**ZU ERLEDIGENDE AUFGABEN:**
[1] Übersetzen Sie bitte den Satz „Im Inneren werden allerdings keine Schlachten mehr vorbereitet.“ aus dem Artikel zur Ausbildungspflicht in Österreich ins Englische.
[2] Nehmen Sie den Artikel zur Ausbildungspflicht in Österreich nach seinem letzten Satz wieder auf und schreiben Sie ihn weiter.

**TEXT:**
▬▬▬▬▬▬▬▬▬▬

Rheinische Post Duesseldorf Meerbusch
Vorbild Österreich
Im Nachbarland gibt es seit Mitte der 2010erJahre eine Ausbildungspflicht und -garantie, um Jugendliche gar nicht erst ohne Abschluss auf den Arbeitsmarkt kommen zu lassen. Wie das geht? Ein Besuch mit einer nordrhein-westfälischen Delegation in Wien.
Vor dem imposanten Wiener Gebäude aus Zeiten der k. u. k. Monarchie thront ein Reiterstandbild des Heerführers Josef Graf Radetzky. Im Inneren werden allerdings keine Schlachten mehr vorbereitet. Im ehemaligen Kriegs- und heutigen Arbeitsministerium wird der Fachkräftemangel bei zugleich hoher Jugend- und Geflüchteten-Arbeitslosigkeit bekämpft. Dabei haben sich die Österreicher einigen Respekt erarbeitet. Und so begrüßen die Ministerialen an diesem Morgen Besucher aus NRW: Schulministerin Dorothee Feller und Arbeits- und Sozialminister Karl-Josef Laumann (beide CDU) sind zu Gast – gemeinsam mit Wirtschaftsvertretern, Gewerkschaftern, den Arbeitsagenturen und Arbeitsmarktpolitikern. Der Marmor im Repräsentationssaal mag zwar unecht sein, das Interesse der Gäste dagegen ist echt.

▬▬▬▬▬▬▬▬▬▬

**ANGEZEIGTE EINTRÄGE:**
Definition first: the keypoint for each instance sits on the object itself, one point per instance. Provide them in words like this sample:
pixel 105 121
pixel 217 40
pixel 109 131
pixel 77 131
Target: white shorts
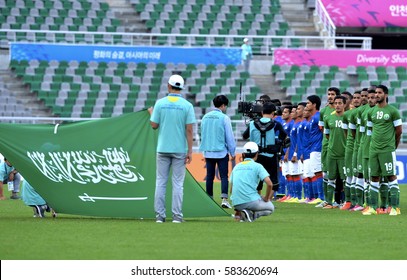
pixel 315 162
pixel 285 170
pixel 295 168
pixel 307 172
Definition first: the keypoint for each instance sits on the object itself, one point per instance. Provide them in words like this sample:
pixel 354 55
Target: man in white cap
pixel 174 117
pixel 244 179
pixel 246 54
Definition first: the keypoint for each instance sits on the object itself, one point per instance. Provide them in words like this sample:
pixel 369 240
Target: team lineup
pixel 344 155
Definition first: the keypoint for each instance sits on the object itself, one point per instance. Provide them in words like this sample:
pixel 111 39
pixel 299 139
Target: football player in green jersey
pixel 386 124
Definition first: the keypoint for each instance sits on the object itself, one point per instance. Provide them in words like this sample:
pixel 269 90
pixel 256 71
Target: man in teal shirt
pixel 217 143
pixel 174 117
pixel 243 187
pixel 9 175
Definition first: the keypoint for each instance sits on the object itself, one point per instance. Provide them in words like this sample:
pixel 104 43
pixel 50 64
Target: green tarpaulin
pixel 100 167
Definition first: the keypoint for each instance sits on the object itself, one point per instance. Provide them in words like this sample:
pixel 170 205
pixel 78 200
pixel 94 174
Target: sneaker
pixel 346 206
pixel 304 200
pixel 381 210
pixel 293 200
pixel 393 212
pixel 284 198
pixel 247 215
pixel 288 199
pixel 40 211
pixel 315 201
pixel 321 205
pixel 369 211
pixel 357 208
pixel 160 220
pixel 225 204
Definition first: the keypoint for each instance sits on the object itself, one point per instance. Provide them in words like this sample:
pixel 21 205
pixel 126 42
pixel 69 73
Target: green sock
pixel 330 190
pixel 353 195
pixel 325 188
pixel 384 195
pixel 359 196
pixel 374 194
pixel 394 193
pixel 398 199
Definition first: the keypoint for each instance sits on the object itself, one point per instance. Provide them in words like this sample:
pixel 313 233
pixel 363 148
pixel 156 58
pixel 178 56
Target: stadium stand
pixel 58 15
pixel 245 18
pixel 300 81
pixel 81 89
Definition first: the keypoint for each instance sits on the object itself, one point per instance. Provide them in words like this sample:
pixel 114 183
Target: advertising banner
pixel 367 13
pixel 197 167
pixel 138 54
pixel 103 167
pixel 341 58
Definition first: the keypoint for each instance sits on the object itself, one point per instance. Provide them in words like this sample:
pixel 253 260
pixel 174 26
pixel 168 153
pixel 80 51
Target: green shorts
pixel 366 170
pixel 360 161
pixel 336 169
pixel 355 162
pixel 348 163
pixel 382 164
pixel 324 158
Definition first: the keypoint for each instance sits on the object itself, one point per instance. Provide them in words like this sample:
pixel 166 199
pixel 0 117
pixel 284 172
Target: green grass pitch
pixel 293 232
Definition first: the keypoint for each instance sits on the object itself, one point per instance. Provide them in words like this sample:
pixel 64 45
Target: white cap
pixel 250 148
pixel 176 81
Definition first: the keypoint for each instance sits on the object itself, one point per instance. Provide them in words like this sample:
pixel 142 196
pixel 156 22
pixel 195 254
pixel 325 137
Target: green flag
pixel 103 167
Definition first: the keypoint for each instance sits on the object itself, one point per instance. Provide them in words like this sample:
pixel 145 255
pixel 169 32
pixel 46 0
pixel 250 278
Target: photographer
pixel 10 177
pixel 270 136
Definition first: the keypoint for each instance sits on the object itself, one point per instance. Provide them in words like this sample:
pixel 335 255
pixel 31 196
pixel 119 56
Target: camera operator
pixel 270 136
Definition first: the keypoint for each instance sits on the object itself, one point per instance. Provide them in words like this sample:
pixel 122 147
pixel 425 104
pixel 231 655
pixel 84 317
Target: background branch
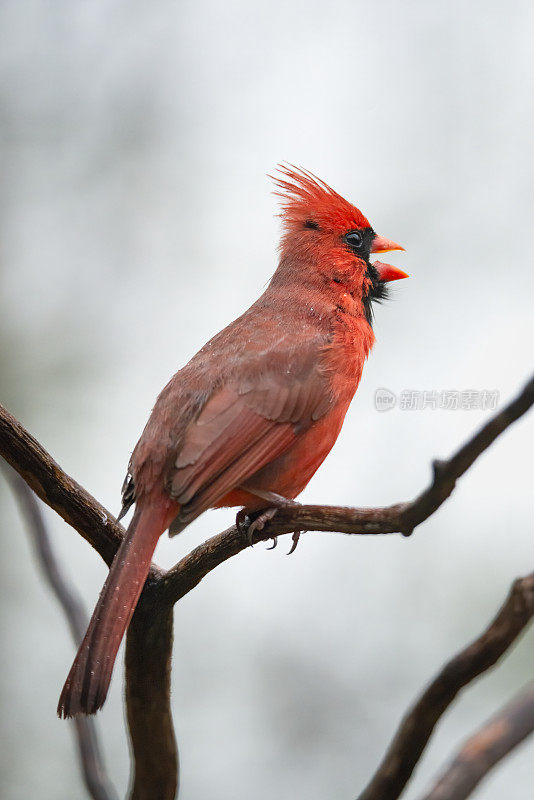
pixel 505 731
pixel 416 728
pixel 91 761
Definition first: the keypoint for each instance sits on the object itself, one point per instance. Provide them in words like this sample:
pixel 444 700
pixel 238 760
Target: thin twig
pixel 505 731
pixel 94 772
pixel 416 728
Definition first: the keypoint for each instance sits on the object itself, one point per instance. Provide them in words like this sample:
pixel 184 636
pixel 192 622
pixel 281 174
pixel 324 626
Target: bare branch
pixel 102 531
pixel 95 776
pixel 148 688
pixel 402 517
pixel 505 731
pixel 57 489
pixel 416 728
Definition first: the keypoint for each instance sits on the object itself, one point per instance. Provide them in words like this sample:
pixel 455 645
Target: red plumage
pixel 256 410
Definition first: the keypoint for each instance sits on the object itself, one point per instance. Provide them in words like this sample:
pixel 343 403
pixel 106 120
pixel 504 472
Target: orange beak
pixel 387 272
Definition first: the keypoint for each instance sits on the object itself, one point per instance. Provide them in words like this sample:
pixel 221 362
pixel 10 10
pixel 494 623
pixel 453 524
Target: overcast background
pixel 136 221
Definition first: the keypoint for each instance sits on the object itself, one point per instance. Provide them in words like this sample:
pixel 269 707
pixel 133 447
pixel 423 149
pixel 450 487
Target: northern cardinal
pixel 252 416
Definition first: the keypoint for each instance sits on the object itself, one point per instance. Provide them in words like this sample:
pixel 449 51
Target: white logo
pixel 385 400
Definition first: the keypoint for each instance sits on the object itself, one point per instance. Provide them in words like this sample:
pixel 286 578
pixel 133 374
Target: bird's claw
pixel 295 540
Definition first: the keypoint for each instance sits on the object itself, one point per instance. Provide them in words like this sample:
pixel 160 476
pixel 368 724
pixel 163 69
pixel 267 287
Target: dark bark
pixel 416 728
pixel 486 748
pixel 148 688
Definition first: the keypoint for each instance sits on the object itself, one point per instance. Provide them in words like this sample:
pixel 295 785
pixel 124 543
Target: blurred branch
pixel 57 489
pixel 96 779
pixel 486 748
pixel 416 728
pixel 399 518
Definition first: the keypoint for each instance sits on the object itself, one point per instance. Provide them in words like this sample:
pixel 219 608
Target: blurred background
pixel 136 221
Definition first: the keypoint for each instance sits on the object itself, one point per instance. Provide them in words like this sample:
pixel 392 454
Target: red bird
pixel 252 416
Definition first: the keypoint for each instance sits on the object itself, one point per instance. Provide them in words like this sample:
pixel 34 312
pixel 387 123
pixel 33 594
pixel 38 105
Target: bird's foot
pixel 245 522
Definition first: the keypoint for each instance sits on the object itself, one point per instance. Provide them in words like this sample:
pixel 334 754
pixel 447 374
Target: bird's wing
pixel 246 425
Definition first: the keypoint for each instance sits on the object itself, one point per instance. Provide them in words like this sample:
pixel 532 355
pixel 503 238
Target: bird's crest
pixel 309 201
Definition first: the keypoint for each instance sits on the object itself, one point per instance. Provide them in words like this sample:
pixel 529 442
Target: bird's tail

▬▬▬▬▬▬▬▬▬▬

**ERGEBNISSE JE AUFGABE:**
[1] Inside, however, battles are no longer being prepared.

[2]
Denn auch in NRW kämpfen Betriebe mit der widersprüchlichen Situation, dass es mehr Ausbildungsplätze als Interessenten gibt – und zugleich viele potenzielle Bewerber an mangelnden Sprachkenntnissen, fehlenden Eingangsqualifikationen oder am Arbeitsweg scheitern. Deshalb die Delegationsreise. Eine selbst auferlegte Ausbildungspflicht bis 18 Jahre zwingt Österreich seit Mitte der 2010er-Jahre dazu, nachzusteuern und Unvermittelte in einem ersten Schritt zum Pflichtschulabschluss zu führen – also unserem früheren Hauptschulabschluss nach Klasse neun – und sie dann auszubilden – wenn nicht in einem Betrieb, dann in einer Lernwerkstatt des Arbeitsmarktservice (AMS), dem Pendant zur deutschen Bundesagentur für Arbeit. Zugleich gibt es bis 25 eine Ausbildungsgarantie: Das System macht sich selbst Druck.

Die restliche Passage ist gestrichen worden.